_Do this_
Can you write out, character for character, the lines between the one holding "Each instance of the white" and the one holding "POLYGON ((39 68, 54", inclusive?

....

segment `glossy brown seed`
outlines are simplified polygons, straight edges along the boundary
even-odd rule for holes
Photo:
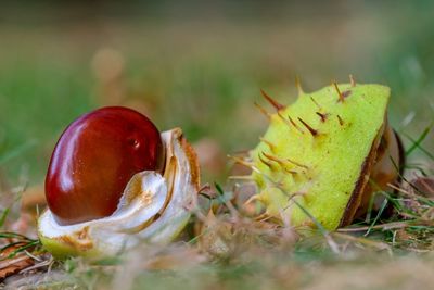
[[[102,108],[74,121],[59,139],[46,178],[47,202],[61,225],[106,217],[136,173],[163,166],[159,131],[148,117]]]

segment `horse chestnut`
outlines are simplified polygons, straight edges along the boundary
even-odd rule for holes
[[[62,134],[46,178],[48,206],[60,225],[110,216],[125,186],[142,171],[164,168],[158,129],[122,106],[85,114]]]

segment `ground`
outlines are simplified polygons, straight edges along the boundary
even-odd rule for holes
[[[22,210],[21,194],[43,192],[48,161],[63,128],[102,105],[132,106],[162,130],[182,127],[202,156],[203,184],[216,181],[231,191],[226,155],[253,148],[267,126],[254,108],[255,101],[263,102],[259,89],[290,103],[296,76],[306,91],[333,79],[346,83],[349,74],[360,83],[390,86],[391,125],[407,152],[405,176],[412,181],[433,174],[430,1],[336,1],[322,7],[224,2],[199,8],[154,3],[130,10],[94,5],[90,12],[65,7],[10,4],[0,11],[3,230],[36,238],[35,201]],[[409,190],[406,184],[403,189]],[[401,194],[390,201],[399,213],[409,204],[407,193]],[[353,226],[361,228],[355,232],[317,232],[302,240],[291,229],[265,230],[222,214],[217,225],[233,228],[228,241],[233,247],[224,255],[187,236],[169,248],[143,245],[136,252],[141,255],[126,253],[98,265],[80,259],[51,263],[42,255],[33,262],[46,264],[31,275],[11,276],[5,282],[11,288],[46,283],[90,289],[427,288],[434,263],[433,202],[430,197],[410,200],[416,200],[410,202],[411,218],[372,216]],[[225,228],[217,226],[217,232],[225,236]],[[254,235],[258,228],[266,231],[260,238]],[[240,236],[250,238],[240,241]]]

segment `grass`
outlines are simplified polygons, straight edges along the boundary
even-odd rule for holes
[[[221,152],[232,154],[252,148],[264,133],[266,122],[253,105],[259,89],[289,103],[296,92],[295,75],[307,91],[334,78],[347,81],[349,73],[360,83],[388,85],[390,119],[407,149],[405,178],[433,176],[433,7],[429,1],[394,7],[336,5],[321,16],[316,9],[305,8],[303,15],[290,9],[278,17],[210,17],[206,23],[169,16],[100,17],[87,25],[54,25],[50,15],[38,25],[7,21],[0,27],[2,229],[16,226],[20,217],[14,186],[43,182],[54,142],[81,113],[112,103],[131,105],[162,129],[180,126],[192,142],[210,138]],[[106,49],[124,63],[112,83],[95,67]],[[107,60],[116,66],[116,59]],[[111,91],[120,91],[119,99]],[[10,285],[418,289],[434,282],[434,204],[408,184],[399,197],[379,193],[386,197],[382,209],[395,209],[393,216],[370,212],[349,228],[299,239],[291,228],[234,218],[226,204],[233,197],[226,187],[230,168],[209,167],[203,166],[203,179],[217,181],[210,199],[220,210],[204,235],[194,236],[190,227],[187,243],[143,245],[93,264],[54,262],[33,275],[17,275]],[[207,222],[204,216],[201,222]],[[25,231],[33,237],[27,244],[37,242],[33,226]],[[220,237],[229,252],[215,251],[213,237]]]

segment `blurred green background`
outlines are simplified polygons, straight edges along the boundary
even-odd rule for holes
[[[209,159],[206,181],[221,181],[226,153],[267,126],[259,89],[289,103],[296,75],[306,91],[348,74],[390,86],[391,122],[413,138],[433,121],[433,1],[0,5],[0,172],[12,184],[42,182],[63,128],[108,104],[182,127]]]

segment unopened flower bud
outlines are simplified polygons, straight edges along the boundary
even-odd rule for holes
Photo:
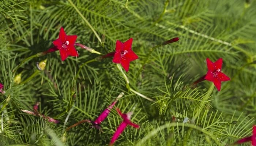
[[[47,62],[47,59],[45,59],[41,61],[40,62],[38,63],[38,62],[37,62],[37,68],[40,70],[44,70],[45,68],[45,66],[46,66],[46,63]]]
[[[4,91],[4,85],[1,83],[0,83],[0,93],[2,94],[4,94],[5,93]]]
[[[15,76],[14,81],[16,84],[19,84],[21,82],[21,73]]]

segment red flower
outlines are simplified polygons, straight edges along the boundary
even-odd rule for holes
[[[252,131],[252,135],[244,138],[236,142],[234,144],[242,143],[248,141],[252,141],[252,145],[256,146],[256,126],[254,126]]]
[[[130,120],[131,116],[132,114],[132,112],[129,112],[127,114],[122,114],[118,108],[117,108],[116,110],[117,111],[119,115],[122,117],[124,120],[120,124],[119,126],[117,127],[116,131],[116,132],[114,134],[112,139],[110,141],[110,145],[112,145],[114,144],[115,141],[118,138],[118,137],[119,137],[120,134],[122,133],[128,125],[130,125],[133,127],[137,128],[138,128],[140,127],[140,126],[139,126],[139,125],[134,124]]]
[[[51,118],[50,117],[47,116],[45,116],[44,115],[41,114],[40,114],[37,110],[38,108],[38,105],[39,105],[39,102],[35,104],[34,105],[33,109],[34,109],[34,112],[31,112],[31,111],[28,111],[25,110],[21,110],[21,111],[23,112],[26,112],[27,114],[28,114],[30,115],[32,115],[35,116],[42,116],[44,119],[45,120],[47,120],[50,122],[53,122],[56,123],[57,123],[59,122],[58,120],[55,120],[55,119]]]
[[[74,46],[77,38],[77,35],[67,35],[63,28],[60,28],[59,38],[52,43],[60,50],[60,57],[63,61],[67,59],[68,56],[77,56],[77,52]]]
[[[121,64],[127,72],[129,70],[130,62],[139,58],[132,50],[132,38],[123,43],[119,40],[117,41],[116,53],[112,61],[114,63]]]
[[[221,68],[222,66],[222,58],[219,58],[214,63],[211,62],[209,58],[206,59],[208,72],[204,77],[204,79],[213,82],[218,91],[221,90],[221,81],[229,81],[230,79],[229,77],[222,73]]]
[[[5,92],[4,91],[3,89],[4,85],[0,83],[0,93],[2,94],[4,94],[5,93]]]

....

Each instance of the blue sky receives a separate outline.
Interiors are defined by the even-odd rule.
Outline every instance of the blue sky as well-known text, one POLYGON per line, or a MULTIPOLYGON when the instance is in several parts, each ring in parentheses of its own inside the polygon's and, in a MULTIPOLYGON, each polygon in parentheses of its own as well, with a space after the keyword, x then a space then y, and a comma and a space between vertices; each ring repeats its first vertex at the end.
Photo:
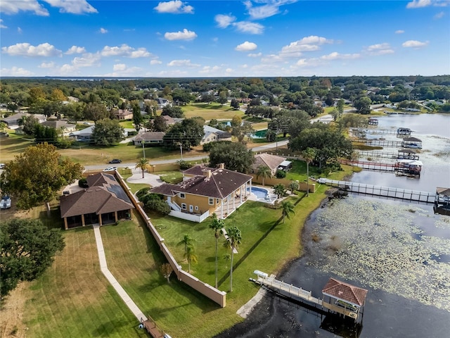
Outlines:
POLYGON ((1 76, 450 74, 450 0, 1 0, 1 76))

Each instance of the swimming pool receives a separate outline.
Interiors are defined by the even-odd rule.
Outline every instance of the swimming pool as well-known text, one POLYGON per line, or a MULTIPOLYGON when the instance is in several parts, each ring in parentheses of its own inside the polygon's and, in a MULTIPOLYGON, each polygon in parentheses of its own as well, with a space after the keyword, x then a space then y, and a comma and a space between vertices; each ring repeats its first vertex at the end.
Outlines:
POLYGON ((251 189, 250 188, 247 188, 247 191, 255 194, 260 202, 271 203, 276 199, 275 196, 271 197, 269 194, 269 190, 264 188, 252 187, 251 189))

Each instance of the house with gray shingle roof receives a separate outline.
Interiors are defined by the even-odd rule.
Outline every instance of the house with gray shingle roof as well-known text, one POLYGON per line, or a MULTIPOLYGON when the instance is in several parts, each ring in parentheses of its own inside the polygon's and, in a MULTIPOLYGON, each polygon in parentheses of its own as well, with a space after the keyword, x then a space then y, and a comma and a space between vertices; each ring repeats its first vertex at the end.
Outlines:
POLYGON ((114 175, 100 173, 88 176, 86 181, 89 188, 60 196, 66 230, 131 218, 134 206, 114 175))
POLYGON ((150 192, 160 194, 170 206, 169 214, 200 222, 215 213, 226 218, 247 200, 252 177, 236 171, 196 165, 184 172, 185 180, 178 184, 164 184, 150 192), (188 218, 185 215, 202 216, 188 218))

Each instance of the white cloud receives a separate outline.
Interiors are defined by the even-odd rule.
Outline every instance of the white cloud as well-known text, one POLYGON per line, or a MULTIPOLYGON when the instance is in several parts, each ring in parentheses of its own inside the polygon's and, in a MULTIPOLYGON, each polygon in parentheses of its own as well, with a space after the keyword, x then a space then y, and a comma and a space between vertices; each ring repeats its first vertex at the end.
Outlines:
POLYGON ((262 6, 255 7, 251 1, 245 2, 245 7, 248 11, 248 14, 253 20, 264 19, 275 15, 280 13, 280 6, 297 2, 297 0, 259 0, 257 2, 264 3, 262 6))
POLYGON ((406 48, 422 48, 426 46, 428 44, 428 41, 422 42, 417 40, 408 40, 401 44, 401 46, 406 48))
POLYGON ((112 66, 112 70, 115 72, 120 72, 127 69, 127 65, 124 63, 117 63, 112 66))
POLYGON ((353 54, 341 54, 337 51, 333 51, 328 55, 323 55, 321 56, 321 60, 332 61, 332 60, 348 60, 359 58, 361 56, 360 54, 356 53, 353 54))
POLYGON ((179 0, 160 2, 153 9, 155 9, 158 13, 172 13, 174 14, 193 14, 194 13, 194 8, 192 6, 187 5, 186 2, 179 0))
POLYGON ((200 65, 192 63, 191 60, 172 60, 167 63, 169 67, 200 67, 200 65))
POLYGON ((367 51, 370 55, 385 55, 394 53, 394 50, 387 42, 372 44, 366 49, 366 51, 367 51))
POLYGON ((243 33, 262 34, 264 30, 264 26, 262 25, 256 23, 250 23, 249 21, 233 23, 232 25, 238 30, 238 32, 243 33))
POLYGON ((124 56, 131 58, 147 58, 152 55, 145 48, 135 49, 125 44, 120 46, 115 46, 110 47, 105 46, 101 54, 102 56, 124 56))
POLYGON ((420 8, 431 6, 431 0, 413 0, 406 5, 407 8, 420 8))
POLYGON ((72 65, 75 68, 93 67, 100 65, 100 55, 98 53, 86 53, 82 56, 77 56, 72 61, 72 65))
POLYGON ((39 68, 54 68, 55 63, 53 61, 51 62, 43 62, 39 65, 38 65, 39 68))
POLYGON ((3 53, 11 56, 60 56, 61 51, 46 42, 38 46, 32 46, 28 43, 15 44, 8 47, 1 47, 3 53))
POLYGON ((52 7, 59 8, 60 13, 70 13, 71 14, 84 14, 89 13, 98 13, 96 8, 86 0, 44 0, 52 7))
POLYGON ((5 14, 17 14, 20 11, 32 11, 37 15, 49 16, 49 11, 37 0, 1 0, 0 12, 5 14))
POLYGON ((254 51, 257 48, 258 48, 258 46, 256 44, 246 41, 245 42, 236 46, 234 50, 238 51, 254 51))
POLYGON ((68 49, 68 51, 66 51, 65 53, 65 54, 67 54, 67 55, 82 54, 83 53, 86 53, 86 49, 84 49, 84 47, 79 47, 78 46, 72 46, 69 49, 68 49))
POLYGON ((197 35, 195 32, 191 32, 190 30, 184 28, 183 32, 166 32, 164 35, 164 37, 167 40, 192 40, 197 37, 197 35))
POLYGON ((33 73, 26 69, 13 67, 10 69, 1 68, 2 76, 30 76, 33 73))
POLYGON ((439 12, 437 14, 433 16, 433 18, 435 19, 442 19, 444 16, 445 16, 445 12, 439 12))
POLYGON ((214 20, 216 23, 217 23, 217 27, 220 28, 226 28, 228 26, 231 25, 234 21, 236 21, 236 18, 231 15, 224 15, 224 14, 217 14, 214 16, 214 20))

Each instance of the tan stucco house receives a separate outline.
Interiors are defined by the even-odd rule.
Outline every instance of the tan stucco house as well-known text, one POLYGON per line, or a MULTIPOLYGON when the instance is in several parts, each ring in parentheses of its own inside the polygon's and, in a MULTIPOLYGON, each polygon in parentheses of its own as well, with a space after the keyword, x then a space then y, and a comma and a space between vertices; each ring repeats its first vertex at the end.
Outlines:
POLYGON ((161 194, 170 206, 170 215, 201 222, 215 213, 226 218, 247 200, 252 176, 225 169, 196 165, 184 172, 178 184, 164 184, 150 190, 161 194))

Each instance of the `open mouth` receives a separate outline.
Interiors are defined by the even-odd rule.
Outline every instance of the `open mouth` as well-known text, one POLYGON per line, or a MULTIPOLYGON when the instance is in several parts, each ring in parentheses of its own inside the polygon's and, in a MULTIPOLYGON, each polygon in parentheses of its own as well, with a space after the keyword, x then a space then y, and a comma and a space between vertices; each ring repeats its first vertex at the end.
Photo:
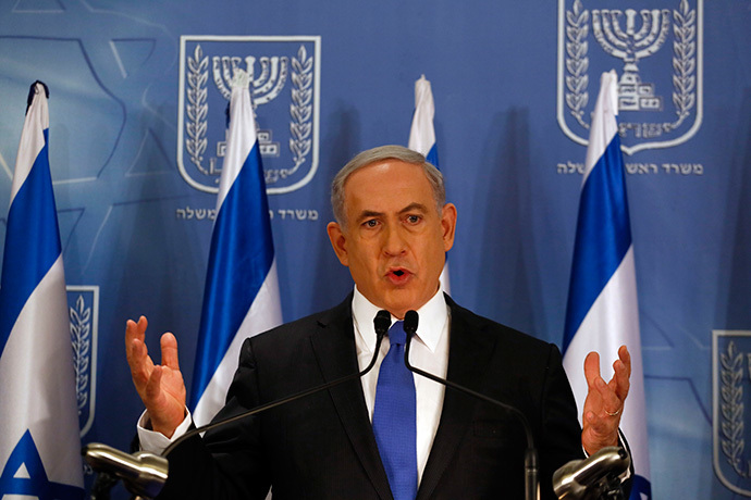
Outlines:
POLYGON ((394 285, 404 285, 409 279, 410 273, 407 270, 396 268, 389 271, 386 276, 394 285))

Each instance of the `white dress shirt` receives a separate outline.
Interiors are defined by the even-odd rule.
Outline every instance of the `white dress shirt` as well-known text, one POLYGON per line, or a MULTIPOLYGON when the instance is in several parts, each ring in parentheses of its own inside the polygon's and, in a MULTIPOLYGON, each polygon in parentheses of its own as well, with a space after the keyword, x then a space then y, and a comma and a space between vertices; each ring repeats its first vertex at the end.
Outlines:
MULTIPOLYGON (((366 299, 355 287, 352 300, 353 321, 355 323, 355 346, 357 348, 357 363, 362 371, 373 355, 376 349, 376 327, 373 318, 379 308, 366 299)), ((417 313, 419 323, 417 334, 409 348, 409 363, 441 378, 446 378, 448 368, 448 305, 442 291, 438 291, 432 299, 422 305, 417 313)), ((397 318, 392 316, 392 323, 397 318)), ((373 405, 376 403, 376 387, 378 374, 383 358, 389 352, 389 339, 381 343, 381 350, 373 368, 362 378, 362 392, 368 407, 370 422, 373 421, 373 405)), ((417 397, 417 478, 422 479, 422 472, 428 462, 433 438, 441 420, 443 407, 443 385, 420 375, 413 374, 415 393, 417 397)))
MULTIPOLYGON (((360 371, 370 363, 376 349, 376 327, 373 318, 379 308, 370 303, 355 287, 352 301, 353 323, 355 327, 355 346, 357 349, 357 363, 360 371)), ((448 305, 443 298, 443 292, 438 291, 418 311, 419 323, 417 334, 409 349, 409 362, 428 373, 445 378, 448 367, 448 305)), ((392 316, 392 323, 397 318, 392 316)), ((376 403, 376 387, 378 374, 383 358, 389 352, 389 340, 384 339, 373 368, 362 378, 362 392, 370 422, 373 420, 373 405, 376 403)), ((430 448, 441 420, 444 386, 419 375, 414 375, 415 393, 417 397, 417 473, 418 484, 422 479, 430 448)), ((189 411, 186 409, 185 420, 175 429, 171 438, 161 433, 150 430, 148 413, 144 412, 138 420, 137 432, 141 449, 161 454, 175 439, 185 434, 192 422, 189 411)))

....

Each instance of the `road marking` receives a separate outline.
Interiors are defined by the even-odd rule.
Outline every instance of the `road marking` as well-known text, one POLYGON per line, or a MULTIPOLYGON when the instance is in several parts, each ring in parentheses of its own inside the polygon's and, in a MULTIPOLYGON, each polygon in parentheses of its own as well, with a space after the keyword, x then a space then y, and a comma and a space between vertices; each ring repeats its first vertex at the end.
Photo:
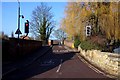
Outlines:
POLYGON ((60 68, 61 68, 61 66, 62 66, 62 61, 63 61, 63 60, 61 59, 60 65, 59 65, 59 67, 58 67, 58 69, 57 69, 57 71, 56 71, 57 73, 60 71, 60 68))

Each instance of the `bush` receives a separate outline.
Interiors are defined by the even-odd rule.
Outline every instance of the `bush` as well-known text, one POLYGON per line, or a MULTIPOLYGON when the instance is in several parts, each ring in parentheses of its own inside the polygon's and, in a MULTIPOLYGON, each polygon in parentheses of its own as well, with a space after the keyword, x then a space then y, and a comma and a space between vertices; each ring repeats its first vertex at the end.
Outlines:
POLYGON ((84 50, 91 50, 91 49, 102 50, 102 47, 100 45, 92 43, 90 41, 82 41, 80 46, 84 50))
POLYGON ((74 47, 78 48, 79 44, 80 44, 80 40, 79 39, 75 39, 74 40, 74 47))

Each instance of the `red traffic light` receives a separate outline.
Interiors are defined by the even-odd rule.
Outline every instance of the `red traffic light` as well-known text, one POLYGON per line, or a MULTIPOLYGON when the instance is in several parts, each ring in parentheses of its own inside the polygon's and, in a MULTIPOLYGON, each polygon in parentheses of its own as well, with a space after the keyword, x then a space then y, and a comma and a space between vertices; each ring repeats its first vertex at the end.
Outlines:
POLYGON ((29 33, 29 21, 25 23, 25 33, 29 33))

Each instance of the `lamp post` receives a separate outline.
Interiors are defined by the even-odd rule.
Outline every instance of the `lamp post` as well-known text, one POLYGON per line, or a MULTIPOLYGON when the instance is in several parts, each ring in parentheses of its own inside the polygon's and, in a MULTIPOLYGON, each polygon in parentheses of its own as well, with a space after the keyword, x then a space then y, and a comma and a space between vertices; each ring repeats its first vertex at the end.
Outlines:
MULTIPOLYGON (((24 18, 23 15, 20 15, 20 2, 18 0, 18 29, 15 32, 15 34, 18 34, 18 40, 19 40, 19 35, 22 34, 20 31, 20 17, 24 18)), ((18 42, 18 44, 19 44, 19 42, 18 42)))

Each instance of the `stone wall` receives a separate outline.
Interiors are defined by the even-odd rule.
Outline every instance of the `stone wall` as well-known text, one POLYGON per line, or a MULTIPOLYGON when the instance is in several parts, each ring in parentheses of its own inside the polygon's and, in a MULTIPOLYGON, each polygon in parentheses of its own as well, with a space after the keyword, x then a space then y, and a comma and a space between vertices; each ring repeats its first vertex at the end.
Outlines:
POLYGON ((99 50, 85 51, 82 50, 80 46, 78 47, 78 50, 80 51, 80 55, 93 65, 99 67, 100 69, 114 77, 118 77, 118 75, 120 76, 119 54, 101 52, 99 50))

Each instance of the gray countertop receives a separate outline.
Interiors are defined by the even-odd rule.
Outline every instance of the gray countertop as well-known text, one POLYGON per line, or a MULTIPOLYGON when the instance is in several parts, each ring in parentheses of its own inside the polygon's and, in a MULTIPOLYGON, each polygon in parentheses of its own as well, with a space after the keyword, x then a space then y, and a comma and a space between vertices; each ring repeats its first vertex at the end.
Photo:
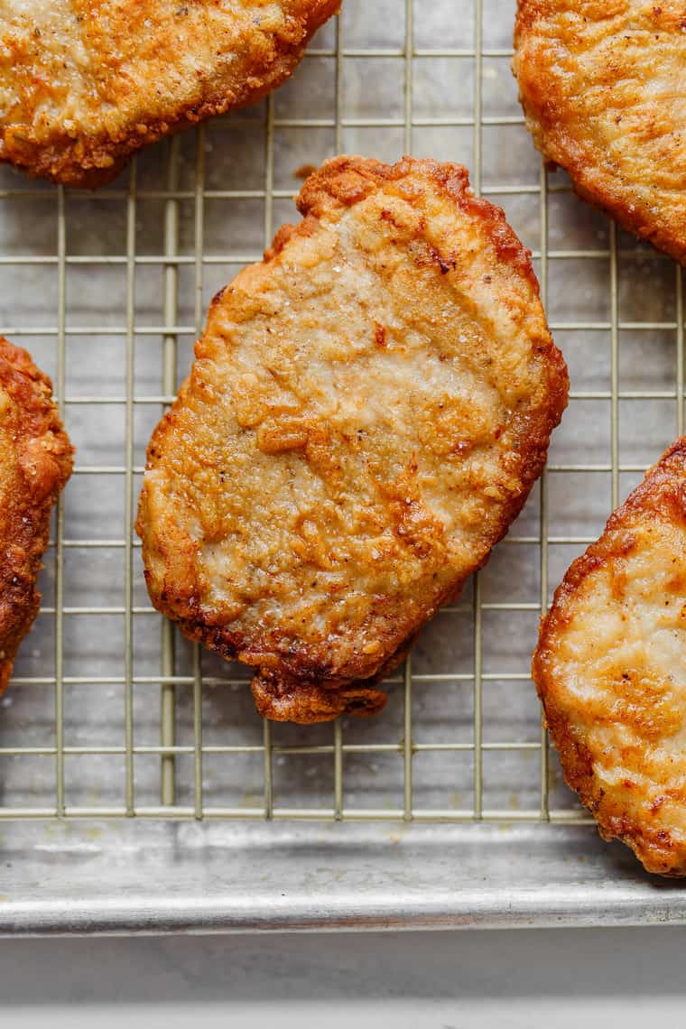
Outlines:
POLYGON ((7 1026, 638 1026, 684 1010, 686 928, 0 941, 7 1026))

....

_Task response_
Each instance of the white cloud receives a separate outline.
Interiors are defined by the even-odd rule.
Outline every instance of the white cloud as well-known text, one POLYGON per line, or a MULTIPOLYGON when the instance is in several parts, each ring in parentheses of its own inside the polygon's and, in a MULTIPOLYGON, each polygon in parentheses of its own as well, with a space after the keyword, x then a space then y, and a comma and a space between vertices; each ring repeats its first vertex at the end.
Outlines:
POLYGON ((262 6, 255 7, 251 1, 245 2, 245 7, 248 11, 248 14, 253 20, 264 19, 275 15, 280 13, 280 6, 297 2, 297 0, 259 0, 257 2, 264 3, 262 6))
POLYGON ((406 48, 422 48, 426 46, 428 44, 428 41, 422 42, 417 40, 408 40, 401 44, 401 46, 406 48))
POLYGON ((112 66, 112 70, 115 72, 120 72, 127 69, 127 65, 124 63, 117 63, 112 66))
POLYGON ((353 54, 341 54, 337 51, 333 51, 328 55, 323 55, 321 56, 321 60, 332 61, 332 60, 348 60, 359 58, 361 56, 360 54, 356 53, 353 54))
POLYGON ((179 0, 160 2, 153 9, 155 9, 158 13, 172 13, 174 14, 193 14, 194 13, 194 8, 192 6, 187 5, 186 2, 179 0))
POLYGON ((200 65, 192 63, 191 60, 172 60, 167 63, 169 67, 200 67, 200 65))
POLYGON ((367 51, 370 55, 385 55, 394 53, 394 50, 387 42, 372 44, 366 49, 366 51, 367 51))
POLYGON ((243 33, 262 34, 264 30, 264 26, 262 25, 256 23, 250 23, 249 21, 233 23, 232 25, 238 30, 238 32, 243 33))
POLYGON ((124 56, 131 58, 147 58, 152 55, 145 48, 135 49, 125 44, 120 46, 115 46, 110 47, 105 46, 101 54, 102 56, 124 56))
POLYGON ((420 8, 431 6, 431 0, 413 0, 406 5, 407 8, 420 8))
POLYGON ((72 65, 75 68, 93 67, 100 65, 100 55, 98 53, 86 53, 82 56, 77 56, 72 61, 72 65))
POLYGON ((39 68, 54 68, 55 63, 53 61, 51 62, 43 62, 39 65, 38 65, 39 68))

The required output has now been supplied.